Task to carry out:
The entire listing is to be repeated verbatim.

Available records:
(begin)

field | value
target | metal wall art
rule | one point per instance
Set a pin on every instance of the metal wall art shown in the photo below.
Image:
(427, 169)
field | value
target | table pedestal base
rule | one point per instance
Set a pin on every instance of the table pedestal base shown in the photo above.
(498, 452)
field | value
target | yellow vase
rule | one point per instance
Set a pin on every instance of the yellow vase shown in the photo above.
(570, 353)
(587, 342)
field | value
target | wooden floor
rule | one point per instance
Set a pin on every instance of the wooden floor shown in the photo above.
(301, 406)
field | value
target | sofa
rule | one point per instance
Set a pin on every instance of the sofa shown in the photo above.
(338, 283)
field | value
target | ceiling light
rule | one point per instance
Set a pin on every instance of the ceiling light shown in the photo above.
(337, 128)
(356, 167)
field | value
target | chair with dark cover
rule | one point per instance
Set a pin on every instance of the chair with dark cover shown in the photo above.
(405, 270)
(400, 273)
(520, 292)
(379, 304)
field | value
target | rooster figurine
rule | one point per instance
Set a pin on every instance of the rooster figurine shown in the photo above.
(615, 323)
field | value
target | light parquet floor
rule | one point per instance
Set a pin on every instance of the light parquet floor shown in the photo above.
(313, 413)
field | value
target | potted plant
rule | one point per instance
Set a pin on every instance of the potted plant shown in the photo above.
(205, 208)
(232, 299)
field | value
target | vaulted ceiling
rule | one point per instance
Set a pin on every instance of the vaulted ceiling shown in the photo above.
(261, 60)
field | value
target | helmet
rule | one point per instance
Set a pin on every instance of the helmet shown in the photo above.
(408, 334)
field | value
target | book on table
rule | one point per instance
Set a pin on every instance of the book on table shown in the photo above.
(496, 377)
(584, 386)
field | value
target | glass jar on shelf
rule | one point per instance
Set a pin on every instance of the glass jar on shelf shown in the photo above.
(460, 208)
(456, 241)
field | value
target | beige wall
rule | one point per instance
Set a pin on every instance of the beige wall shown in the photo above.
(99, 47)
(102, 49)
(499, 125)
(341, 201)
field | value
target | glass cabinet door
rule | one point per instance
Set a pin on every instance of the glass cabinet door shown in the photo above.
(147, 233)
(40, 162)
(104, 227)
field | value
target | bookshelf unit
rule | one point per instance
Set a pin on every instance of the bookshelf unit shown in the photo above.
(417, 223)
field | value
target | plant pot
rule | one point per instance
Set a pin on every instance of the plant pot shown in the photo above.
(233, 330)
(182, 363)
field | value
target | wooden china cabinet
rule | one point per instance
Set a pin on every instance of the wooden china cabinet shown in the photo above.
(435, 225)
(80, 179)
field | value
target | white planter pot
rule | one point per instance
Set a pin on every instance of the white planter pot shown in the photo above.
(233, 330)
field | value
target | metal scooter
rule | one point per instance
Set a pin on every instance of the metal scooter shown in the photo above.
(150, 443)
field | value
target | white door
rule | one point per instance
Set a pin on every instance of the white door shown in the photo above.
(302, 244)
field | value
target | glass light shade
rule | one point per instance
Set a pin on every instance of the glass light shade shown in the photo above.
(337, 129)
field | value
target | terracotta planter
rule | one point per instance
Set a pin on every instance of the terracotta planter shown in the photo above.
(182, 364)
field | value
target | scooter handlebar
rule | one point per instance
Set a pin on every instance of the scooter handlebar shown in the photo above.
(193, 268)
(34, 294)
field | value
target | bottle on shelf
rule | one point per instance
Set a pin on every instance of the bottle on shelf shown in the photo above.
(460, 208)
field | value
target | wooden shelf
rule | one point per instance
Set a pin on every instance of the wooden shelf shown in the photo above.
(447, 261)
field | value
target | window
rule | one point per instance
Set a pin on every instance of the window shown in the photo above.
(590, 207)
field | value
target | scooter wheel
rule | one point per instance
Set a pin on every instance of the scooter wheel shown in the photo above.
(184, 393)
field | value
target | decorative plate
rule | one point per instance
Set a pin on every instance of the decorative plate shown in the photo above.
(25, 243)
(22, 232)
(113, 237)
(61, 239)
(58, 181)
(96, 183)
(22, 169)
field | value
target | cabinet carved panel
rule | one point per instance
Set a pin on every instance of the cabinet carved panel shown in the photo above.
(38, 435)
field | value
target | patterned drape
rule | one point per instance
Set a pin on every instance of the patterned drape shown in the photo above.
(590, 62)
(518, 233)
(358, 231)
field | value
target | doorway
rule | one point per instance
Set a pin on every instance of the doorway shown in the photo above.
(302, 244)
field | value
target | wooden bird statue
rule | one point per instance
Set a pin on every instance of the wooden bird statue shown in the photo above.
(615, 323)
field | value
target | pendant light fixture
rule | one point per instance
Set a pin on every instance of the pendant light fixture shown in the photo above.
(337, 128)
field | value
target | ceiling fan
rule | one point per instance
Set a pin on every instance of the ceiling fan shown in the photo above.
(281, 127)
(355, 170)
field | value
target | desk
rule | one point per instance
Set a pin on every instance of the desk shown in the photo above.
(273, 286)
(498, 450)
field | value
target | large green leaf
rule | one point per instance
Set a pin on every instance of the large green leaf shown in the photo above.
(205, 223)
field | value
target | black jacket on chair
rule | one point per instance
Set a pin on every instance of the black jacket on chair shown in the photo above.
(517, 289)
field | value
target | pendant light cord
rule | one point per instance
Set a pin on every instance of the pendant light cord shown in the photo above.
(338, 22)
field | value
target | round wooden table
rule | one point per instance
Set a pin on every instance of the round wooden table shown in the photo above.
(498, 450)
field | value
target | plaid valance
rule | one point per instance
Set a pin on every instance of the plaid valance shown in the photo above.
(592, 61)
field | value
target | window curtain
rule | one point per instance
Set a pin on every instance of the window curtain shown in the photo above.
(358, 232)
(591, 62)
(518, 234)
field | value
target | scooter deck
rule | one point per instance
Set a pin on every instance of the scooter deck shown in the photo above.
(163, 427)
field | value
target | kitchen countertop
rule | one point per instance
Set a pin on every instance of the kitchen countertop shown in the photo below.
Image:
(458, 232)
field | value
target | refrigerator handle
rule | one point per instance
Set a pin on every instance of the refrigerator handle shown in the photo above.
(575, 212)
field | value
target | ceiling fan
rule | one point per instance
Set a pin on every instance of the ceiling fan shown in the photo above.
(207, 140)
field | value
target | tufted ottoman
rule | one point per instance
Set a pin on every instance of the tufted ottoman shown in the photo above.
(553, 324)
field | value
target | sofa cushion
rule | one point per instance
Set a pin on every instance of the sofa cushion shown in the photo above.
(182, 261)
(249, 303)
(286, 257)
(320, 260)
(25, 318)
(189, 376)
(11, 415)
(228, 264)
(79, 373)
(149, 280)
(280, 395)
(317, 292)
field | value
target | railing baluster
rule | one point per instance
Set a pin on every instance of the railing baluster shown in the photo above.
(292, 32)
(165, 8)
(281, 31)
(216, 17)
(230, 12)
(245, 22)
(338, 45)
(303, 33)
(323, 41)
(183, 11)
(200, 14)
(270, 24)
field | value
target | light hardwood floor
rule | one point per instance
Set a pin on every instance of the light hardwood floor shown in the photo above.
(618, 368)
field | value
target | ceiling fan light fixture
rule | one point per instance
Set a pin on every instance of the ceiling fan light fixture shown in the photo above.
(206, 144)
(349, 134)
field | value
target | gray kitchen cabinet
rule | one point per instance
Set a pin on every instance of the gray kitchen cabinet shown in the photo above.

(end)

Final result:
field | value
target | metal wall art
rule | one point per instance
Set a pin on every instance of the metal wall art shown in the photo below.
Image:
(427, 169)
field | value
target | table pedestal base
rule | one point per instance
Set a pin on every instance of the table pedestal base shown in the photo above.
(498, 452)
field | value
target | yellow vase
rule | one point per instance
Set a pin on every instance of the yellow vase shown in the photo above.
(570, 353)
(587, 342)
field | value
target | wooden floor
rule | one point per instance
Set a pin on every instance of the wooden floor shown in the photo above.
(301, 406)
field | value
target | sofa
rule | one point per instance
Set a pin on every instance of the sofa shown in the photo above.
(338, 283)
field | value
target | ceiling light
rule | one point per instance
Set a pin on every instance of the ceiling light shown in the photo above.
(337, 128)
(356, 167)
field | value
target | chair with dark cover
rule | one point per instance
Set a pin on every instance of the chair with dark cover shown in the photo above.
(405, 270)
(400, 273)
(520, 292)
(379, 304)
field | value
target | rooster figurine
rule | one point per instance
Set a pin on every instance of the rooster figurine shown in the photo above.
(615, 323)
field | value
target | light parquet floor
rule | one point per instance
Set a pin on every instance of the light parquet floor shown in the photo above.
(313, 413)
field | value
target | potted plant
rule | one point per instance
Set a pin on every instance of the potted plant shown in the photo above.
(205, 208)
(232, 299)
field | value
target | vaulted ceiling
rule | one point per instance
Set a pin on every instance of the vaulted ceiling shown in the photo above.
(261, 60)
field | value
target | helmet
rule | one point per instance
Set a pin on every instance of the helmet shown in the photo above.
(408, 334)
field | value
target | book on table
rule | one point per instance
Set a pin on every instance of the book on table shown in the photo above.
(496, 377)
(584, 386)
field | value
target | glass jar on shelf
rule | one point per instance
Set a pin on every instance of the glass jar on shelf shown in the photo above.
(460, 208)
(456, 241)
field | value
target | beige wall
rule | one point per instance
Set a pin on every instance of the beige wall shown in the photo above.
(99, 47)
(102, 49)
(499, 125)
(341, 201)
field | value
target | glass cabinet door
rule | one point per instance
Set a pin on every instance of the glass cabinet door shown in the photo above.
(147, 233)
(40, 162)
(104, 227)
field | value
target | bookshelf unit
rule | one point per instance
Set a pin on every instance of the bookshelf unit shown in the photo above.
(417, 223)
field | value
target | plant pot
rule | one point per instance
Set a pin on every instance of the plant pot shown in the photo above.
(233, 330)
(182, 363)
field | value
target | wooden china cabinet
rule | one point per instance
Set a pin on every instance of the wooden china cabinet shown in the photo above.
(435, 225)
(80, 179)
field | value
target | white planter pot
rule | one point per instance
Set a pin on every instance of the white planter pot shown in the photo above.
(233, 330)
field | value
target | metal scooter
rule | one point per instance
Set a pin on every instance of the metal scooter shown in the photo above.
(150, 443)
field | value
target | white door
rule | one point per instance
Set a pin on every instance of the white door shown in the photo above.
(302, 244)
field | value
target | glass light shade
rule | one point per instance
Set a pin on every instance of the glass light shade shown in the photo above.
(337, 129)
field | value
target | terracotta planter
rule | one point per instance
Set a pin on every instance of the terracotta planter shown in the photo above.
(182, 364)
field | value
target | scooter handlebar
rule | one point per instance
Set a pin on every instance of the scooter handlebar shown in the photo above.
(193, 268)
(34, 294)
field | value
target | bottle on shelf
rule | one point per instance
Set a pin on every instance of the bottle on shelf shown in the photo above.
(460, 208)
field | value
target | wooden shelf
rule | one point per instance
Set a pin on every instance of the wooden shelf shown in the photo above.
(447, 261)
field | value
target | window
rule | one point per instance
Set a pin on every instance of the window shown in the photo above.
(590, 207)
field | value
target | scooter wheel
rule | one point per instance
Set a pin on every instance of the scooter wheel shown in the photo above.
(184, 393)
field | value
target | decorative plate
rule | one point per instance
Set a pin on every instance of the decorative plate shown in the photo above.
(25, 243)
(22, 232)
(113, 237)
(61, 239)
(58, 181)
(96, 183)
(22, 169)
field | value
target | cabinet carved panel
rule | one point per instance
Set a pin on every instance of the cabinet carved panel shown in the photo above.
(38, 435)
field | value
target | patterned drape
rule | one point per instance
Set a pin on every instance of the patterned drape shown in the photo above.
(590, 62)
(518, 233)
(358, 231)
field | value
target | doorway
rule | one point per instance
Set a pin on every instance of the doorway shown in the photo above.
(302, 244)
field | value
target | wooden bird statue
rule | one point per instance
Set a pin on every instance of the wooden bird statue shown in the photo above.
(615, 323)
field | value
target | pendant light fixture
rule | one point per instance
Set a pin on every instance of the pendant light fixture shown in the photo above.
(337, 128)
field | value
target | ceiling fan
rule | one point per instance
Set a pin on every instance of the ceiling fan shown in the photo above.
(281, 127)
(355, 170)
field | value
target | desk
rule | one point per instance
Set a pin on every instance of the desk shown in the photo above.
(273, 286)
(498, 450)
field | value
target | large green leaf
rule | one point per instance
Set a pin on every instance of the large green leaf shown in the photo above.
(205, 223)
field | value
target | black jacket on chair
rule | one point per instance
Set a pin on every instance of the black jacket on chair shown in the photo above.
(517, 289)
field | value
target | pendant light cord
rule | one point per instance
Set a pin on every instance of the pendant light cord shown in the photo above.
(338, 22)
field | value
target | round wooden table
rule | one point per instance
Set a pin on every instance of the round wooden table shown in the photo above.
(498, 450)
field | value
target | plaid valance
rule | one point per instance
Set a pin on every instance of the plaid valance shown in the photo above.
(592, 61)
field | value
target | window curtain
rule | one point per instance
Set a pin on every instance of the window curtain shown in the photo above.
(358, 232)
(591, 62)
(518, 234)
field | value
target | scooter deck
rule | one point per instance
Set a pin on every instance of the scooter deck shown in the photo above.
(163, 427)
field | value
target | kitchen countertop
rule | one point per instance
Set a pin on every instance of the kitchen countertop shown in the photo below.
Image:
(458, 232)
field | value
target | refrigerator handle
rule | one point per instance
Set a pin on every instance of the refrigerator handle shown in the photo above.
(575, 212)
field | value
target | ceiling fan
rule | one point per instance
Set a pin on every instance of the ceiling fan shown in the photo above.
(207, 140)
field | value
target | tufted ottoman
rule | one point per instance
Set a pin on every instance of the tufted ottoman shown in the photo above.
(553, 324)
field | value
target | sofa cushion
rule | one point per instance
Set a pin on every instance of the sofa cushion shown in the photo above.
(182, 261)
(249, 303)
(286, 257)
(320, 260)
(25, 318)
(189, 376)
(11, 415)
(228, 264)
(79, 373)
(149, 280)
(280, 395)
(317, 292)
field | value
target | railing baluster
rule | one point per instance
Set a pin on every instance of the railing baluster shown in the photo above.
(292, 32)
(165, 8)
(281, 31)
(216, 17)
(230, 12)
(245, 22)
(338, 45)
(303, 33)
(323, 41)
(183, 11)
(200, 14)
(270, 24)
field | value
target | light hardwood floor
rule | one point per instance
Set a pin on every instance of the light hardwood floor shown in the photo above.
(618, 368)
field | value
target | ceiling fan light fixture
rule | one point per instance
Set a pin on every instance of the ceiling fan light fixture shown in the photo above.
(206, 144)
(349, 134)
field | value
target | gray kitchen cabinet
rule | one point per instance
Set a pin on every instance of the gray kitchen cabinet shown in the photo above.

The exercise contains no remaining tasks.